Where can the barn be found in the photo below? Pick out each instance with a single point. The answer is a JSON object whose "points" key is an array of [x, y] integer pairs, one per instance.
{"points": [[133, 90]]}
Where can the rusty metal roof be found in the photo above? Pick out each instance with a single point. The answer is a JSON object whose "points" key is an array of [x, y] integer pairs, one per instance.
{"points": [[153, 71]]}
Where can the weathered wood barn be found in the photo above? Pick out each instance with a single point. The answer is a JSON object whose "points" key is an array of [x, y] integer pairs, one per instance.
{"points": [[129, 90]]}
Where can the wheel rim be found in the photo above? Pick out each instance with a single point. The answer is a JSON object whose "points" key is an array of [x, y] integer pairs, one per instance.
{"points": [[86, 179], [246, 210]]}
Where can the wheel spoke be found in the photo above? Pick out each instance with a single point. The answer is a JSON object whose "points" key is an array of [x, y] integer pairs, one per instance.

----------------------------------------

Problem to work on:
Reproduce the data in full, exactly as presented.

Solution for this problem:
Where can the barn be found in the photo below? Pick out each instance with a single point. The answer is a JSON object whose "points" key is an array of [x, y] integer pairs, one per instance.
{"points": [[133, 90]]}
Where can the rusty metal roof be found in the photo above? Pick out each instance with a single point. The answer is a JSON object whose "points" key is an array of [x, y] integer pairs, one per instance.
{"points": [[153, 71]]}
Where can the weathered wood barn be found in the photo above? Pick out each instance with a single point. The answer is a JSON object whose "points" key is an array of [x, y] integer pairs, one per instance.
{"points": [[129, 90]]}
Where can the wheel rim be found in the photo above? Pick out each instance with a single point. The answer is a JSON object whose "points" key is an array of [x, y] integer pairs, one per instance.
{"points": [[86, 179], [246, 210]]}
Where can the wheel spoke be found in the photo above? Pick out each instance with a single point. The answer is a JSON object whose "points" key is an array of [x, y] integer pairs, one per instance.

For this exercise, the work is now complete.